Anniversary gifts we consider his gifts for me! 

And jewelry we consider his gifts for me! 

Whatever he wants to buy for me we consider his gifts for me! 

We share money too!

But we have our interesting rules!


----------



## Mrs.G (Nov 20, 2010)

Mom6547 said:


> How can he buy things for you? Is the money his? We share money. The whole give things thing never made sense to me. Things are just things. But obviously not every one feels that way. IIRC gifts is one of the love languages.


Mama, forgive my ignorance, but what does IIRC mean? :scratchhead:

He will buy me things with his money and I will do the same with my money. We share a lot, but not all. 

My main love language is Touch; gifts is a close second. 
His are Acts of Service, as well as Quality Time. Mr.G showers me with hugs and kisses, as well as buys lovely gifts. :smthumbup:

I give my husband gifts, spend time with him and try not to ignore him by being on the computer or on the phone; that is my husband's pet peeve. I'm surprised that an introvert needs so much undivided attention. I also make sure he has a good meal at night. 

My husband was not a cuddler until he met me; he came from a rather cold WASP family. Jamaican families are often very affectionate; albeit abusive.


----------



## Mom6547 (Jul 13, 2010)

greenpearl said:


> Anniversary gifts we consider his gifts for me!
> 
> And jewelry we consider his gifts for me!
> 
> ...


Ah. We don't buy gifts for anniversary. We make plans to do something special together.


----------



## Mrs.G (Nov 20, 2010)

bunny23 said:


> I responded to your other post before. But I let me weigh in again, I completely understand where you are coming from. Thanks babe.
> 
> However are you still looking at wedding magazines? I know we had to compromise on a few things since we were paying 100% for the wedding and I didn't want to spend 30K+ even though we could scrape that money together. I had to compromise on everything. I do not look at wedding magazines because they make me sad. Why torture myself?
> 
> ...


----------



## Mom6547 (Jul 13, 2010)

Mrs.G said:


> Mama, forgive my ignorance, but what does IIRC mean? :scratchhead:


If I recall correctly


----------



## greenpearl (Sep 3, 2010)

Mom6547 said:


> Ah. We don't buy gifts for anniversary. We make plans to do something special together.

• [Short exercise] Output the stretch of the forum thread on gift-giving from "He will buy" through "meal at night.", word for word.

• [Source data]
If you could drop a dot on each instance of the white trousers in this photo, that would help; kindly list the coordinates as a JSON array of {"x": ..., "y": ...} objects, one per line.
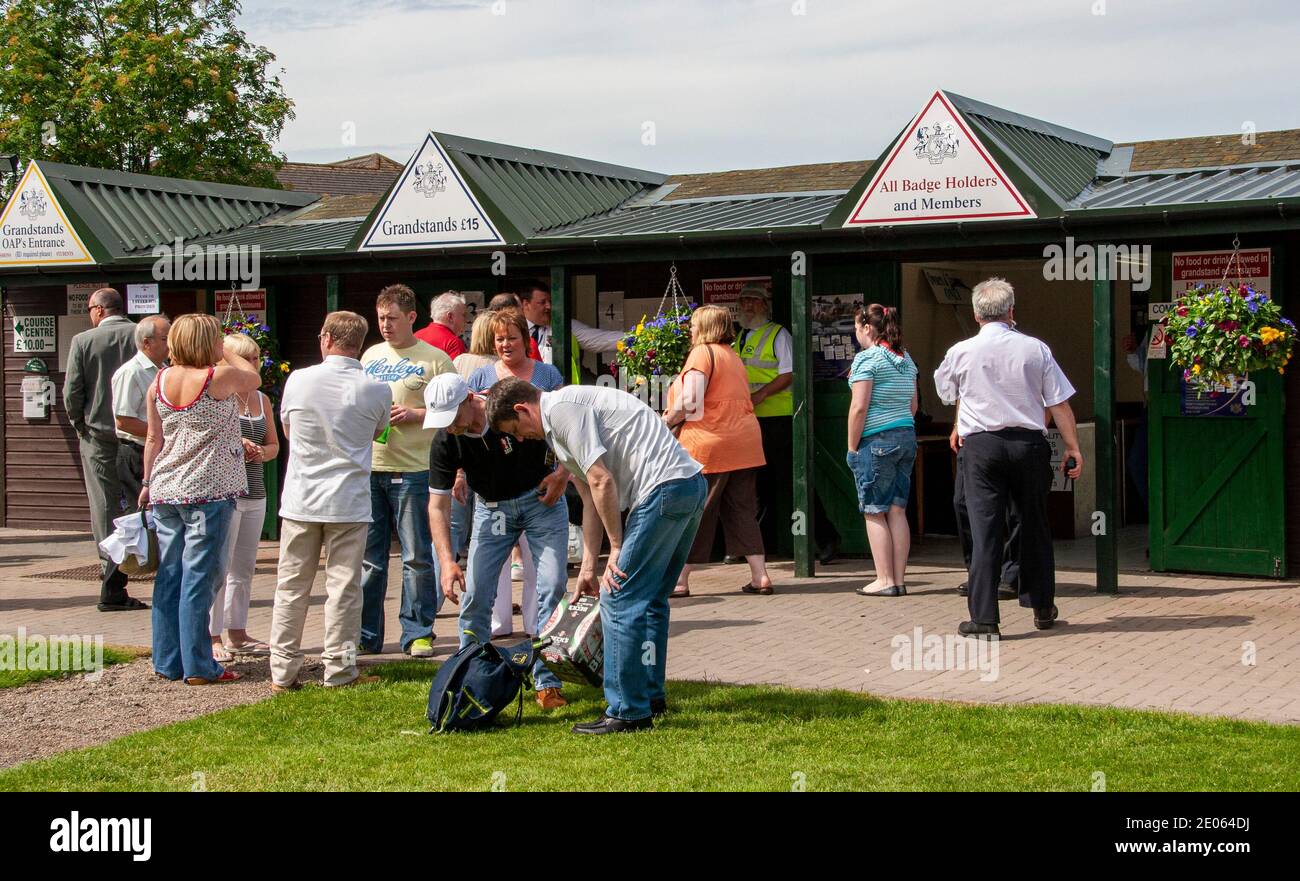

• [Correct result]
He will buy me things with his money and I will do the same with my money. We share a lot, but not all. 

My main love language is Touch; gifts is a close second. 
His are Acts of Service, as well as Quality Time. Mr.G showers me with hugs and kisses, as well as buys lovely gifts. :smthumbup:

I give my husband gifts, spend time with him and try not to ignore him by being on the computer or on the phone; that is my husband's pet peeve. I'm surprised that an introvert needs so much undivided attention. I also make sure he has a good meal at night.